▶ [Written problem 1]:
Reproduce word for word everything in the entries below, from their first line down to the line containing "<point>623,736</point>", with both ends included, and omit the pictures from your reproduction.

▶ [Source text]:
* * * * * * * * *
Magnitude of the cross product of two bra-kets?

Question

From the mathematical perspective, one can take the magnitude of a cross product: $$ |a\times b|=|a| |b| \sin{\theta}\cdot n, $$ where $\theta$ is the angle between a and b in the plane containing them, and n is the unit vector perpendicular to them.

Does this apply to the cross product of two bra-kets? I became curious from equation 10 on Dr. Berry's paper, where the Berry phase acquired by a state is the double integral of the following term: $$ \langle \nabla n | m\rangle \times \langle m | \nabla n\rangle. $$

So, does the following make sense?

$$ | \langle \nabla n | m\rangle \times \langle m | \nabla n\rangle| = | \langle \nabla n | m\rangle| | \langle m | \nabla n\rangle| \cdot\sin{\theta}, $$

where

$$ \cos{(\theta)}=\langle \nabla n | m\rangle \cdot\langle m | \nabla n\rangle. $$

To me, it doesn't make sense intuitively because cross products are usually given in tensorial notation in physics (for example: Expressing the magnitude of a cross product in indicial notation). Why is the application of the magnitude above incorrect, or when is it applicable?

Answer 1

Usually, when we write $|\cdots\rangle$, the symbol(s) contained inside are just labels used to distinguish different elements of the Hilbert space from each other. That label can be a scalar, vector, matrix, or a list of our favorite arthropod species — but it's still labeling just a single element of the Hilbert space.

However, Berry's paper [1] is using a slightly unconventional notation $|\nabla n\rangle$ in which each component $\nabla_k n$ of $\nabla n$ labels a different element of the Hilbert space, so $|\nabla n\rangle$ is actually an abbreviation for three different kets, namely the kets $|\nabla_k n\rangle$ with $k\in\{1,2,3\}$.
* * * * * * * * *
▶ [Records supplied]:
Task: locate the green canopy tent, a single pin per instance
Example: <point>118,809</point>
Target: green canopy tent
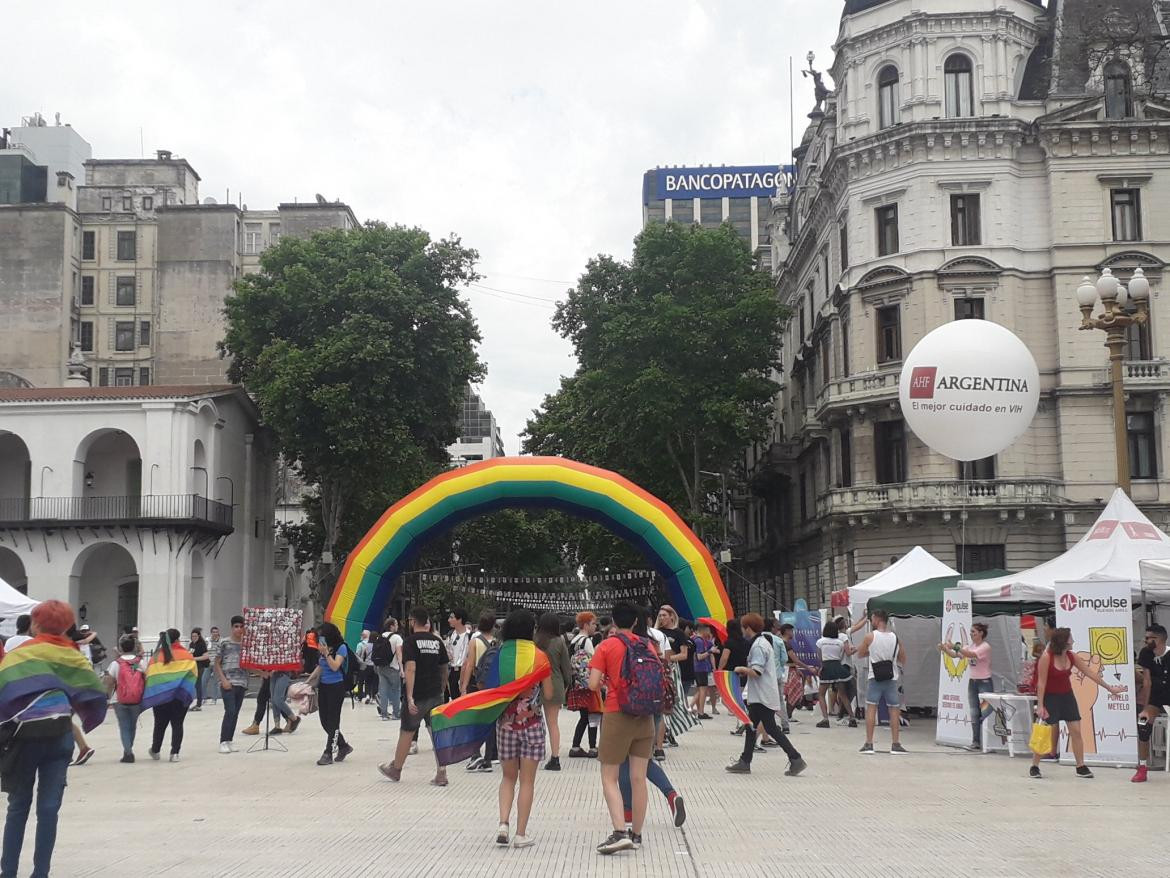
<point>926,598</point>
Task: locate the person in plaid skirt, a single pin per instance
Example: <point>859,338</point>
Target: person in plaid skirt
<point>520,741</point>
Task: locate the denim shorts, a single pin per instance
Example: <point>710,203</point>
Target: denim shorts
<point>876,690</point>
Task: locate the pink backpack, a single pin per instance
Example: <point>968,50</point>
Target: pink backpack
<point>131,683</point>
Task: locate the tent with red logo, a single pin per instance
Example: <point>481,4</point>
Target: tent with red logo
<point>1113,549</point>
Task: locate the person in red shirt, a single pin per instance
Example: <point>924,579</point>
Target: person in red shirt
<point>623,736</point>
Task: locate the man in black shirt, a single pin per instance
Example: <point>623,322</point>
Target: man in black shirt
<point>424,683</point>
<point>1153,692</point>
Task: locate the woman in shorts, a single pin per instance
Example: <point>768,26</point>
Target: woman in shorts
<point>1055,701</point>
<point>834,673</point>
<point>520,740</point>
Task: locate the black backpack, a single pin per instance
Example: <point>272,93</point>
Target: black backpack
<point>383,653</point>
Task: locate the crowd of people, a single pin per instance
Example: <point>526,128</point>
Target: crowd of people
<point>637,679</point>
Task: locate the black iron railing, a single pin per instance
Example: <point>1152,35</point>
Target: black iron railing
<point>151,509</point>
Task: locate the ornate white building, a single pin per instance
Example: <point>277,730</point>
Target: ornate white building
<point>977,158</point>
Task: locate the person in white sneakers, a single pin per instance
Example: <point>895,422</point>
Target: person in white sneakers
<point>887,656</point>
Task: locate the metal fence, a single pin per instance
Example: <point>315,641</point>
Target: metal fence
<point>95,509</point>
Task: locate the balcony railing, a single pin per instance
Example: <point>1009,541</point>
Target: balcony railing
<point>155,509</point>
<point>949,494</point>
<point>879,385</point>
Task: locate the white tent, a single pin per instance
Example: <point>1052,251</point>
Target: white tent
<point>1114,548</point>
<point>12,604</point>
<point>915,566</point>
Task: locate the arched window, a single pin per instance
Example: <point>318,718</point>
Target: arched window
<point>887,96</point>
<point>959,87</point>
<point>1119,91</point>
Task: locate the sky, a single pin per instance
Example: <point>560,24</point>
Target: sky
<point>522,127</point>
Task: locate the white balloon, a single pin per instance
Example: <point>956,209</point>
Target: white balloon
<point>969,389</point>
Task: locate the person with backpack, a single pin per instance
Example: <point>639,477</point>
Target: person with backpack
<point>387,666</point>
<point>548,638</point>
<point>126,677</point>
<point>169,691</point>
<point>633,672</point>
<point>472,677</point>
<point>335,677</point>
<point>580,697</point>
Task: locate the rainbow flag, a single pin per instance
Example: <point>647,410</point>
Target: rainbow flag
<point>48,677</point>
<point>459,727</point>
<point>172,680</point>
<point>731,692</point>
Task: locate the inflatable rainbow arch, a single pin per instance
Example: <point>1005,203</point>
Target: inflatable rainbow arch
<point>372,569</point>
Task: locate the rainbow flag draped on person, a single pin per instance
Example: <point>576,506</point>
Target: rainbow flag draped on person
<point>48,677</point>
<point>172,680</point>
<point>731,692</point>
<point>459,727</point>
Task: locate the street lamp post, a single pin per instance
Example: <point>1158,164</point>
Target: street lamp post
<point>1115,321</point>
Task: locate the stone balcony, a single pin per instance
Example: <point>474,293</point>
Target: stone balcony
<point>942,495</point>
<point>860,391</point>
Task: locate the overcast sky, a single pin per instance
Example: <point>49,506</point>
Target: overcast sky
<point>523,127</point>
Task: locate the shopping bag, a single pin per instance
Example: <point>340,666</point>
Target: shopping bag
<point>1040,742</point>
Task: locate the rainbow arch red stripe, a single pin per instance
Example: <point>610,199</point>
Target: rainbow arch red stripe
<point>372,569</point>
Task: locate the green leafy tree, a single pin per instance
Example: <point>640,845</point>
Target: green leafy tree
<point>676,350</point>
<point>358,349</point>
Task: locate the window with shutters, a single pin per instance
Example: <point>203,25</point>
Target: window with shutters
<point>124,335</point>
<point>125,290</point>
<point>126,248</point>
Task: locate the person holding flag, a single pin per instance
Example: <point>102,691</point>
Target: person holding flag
<point>42,685</point>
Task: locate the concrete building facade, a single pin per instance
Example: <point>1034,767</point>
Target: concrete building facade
<point>977,159</point>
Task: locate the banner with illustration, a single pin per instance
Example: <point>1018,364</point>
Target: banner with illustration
<point>1100,616</point>
<point>954,724</point>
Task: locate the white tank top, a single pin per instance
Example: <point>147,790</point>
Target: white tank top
<point>882,649</point>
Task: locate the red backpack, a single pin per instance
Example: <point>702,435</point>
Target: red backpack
<point>642,683</point>
<point>131,683</point>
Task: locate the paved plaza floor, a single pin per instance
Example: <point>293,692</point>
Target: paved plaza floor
<point>934,813</point>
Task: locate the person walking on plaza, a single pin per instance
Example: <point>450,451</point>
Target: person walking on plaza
<point>43,684</point>
<point>208,684</point>
<point>170,688</point>
<point>456,647</point>
<point>701,649</point>
<point>330,680</point>
<point>1055,701</point>
<point>198,649</point>
<point>549,639</point>
<point>1154,692</point>
<point>520,735</point>
<point>887,656</point>
<point>387,666</point>
<point>425,673</point>
<point>834,673</point>
<point>762,697</point>
<point>126,678</point>
<point>479,645</point>
<point>978,653</point>
<point>233,681</point>
<point>624,735</point>
<point>580,698</point>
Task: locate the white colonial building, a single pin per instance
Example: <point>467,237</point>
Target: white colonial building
<point>976,159</point>
<point>140,506</point>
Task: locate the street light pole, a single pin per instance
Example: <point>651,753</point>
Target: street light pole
<point>1115,321</point>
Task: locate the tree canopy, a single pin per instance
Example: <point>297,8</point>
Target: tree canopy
<point>358,350</point>
<point>676,350</point>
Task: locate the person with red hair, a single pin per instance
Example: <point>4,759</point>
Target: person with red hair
<point>42,685</point>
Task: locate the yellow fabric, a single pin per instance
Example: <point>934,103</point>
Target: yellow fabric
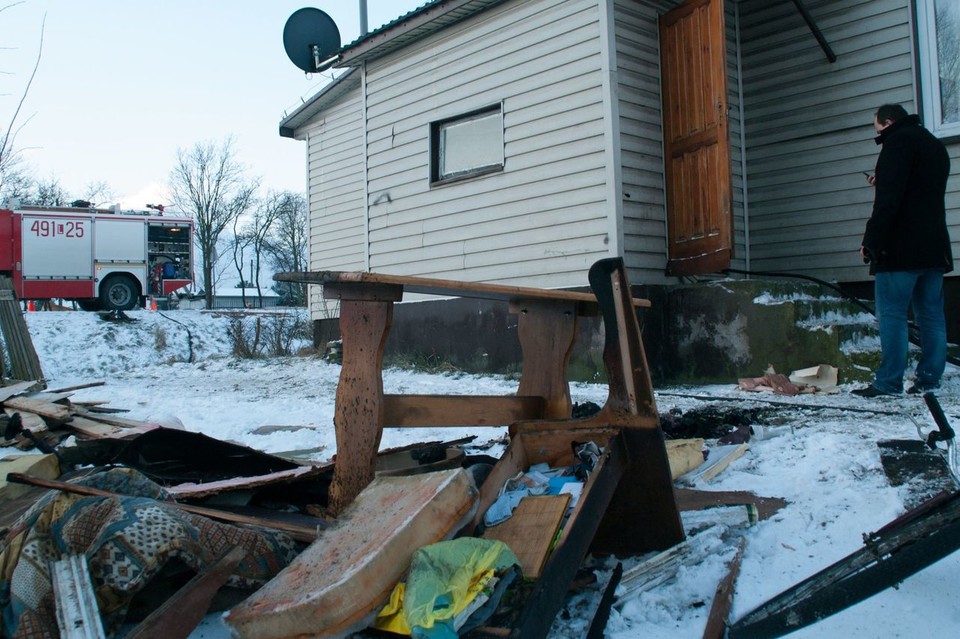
<point>444,578</point>
<point>391,617</point>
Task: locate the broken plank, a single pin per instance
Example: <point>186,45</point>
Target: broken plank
<point>15,389</point>
<point>531,530</point>
<point>716,627</point>
<point>98,407</point>
<point>684,455</point>
<point>180,614</point>
<point>56,412</point>
<point>46,396</point>
<point>31,421</point>
<point>45,466</point>
<point>66,389</point>
<point>198,491</point>
<point>690,499</point>
<point>78,615</point>
<point>335,586</point>
<point>113,421</point>
<point>719,458</point>
<point>93,429</point>
<point>297,532</point>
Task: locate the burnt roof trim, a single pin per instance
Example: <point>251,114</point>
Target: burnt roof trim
<point>418,24</point>
<point>320,101</point>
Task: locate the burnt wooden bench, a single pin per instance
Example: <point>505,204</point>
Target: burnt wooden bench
<point>628,505</point>
<point>547,329</point>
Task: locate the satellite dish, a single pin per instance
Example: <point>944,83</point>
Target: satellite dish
<point>310,37</point>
* * * * * * * * *
▶ [Written problem 2]:
From the thread on cross products of bra-kets, quote everything from "So, does the" down to "is it applicable?" word for word.

▶ [Written answer 1]:
Task: locate the green canopy tent, a single pin per instance
Example: <point>118,809</point>
Target: green canopy tent
<point>926,598</point>
Task: locate the person in plaid skirt, a single pin per instance
Example: <point>859,338</point>
Target: person in plaid skirt
<point>520,741</point>
Task: locate the denim shorts, a single pin per instance
Example: <point>710,203</point>
Target: denim shorts
<point>876,690</point>
Task: locate the pink backpack, a single pin per instance
Example: <point>968,50</point>
Target: pink backpack
<point>131,683</point>
Task: locate the tent with red logo, a single pin per instance
Example: <point>481,4</point>
Target: tent with red logo
<point>1113,549</point>
Task: locate the person in red shirt, a single pin per instance
Example: <point>924,579</point>
Target: person in red shirt
<point>623,736</point>

▶ [Written answer 2]:
So, does the following make sense?

$$ | \langle \nabla n | m\rangle \times \langle m | \nabla n\rangle| = | \langle \nabla n | m\rangle| | \langle m | \nabla n\rangle| \cdot\sin{\theta}, $$

where

$$ \cos{(\theta)}=\langle \nabla n | m\rangle \cdot\langle m | \nabla n\rangle. $$

To me, it doesn't make sense intuitively because cross products are usually given in tensorial notation in physics (for example: Expressing the magnitude of a cross product in indicial notation). Why is the application of the magnitude above incorrect, or when is it applicable?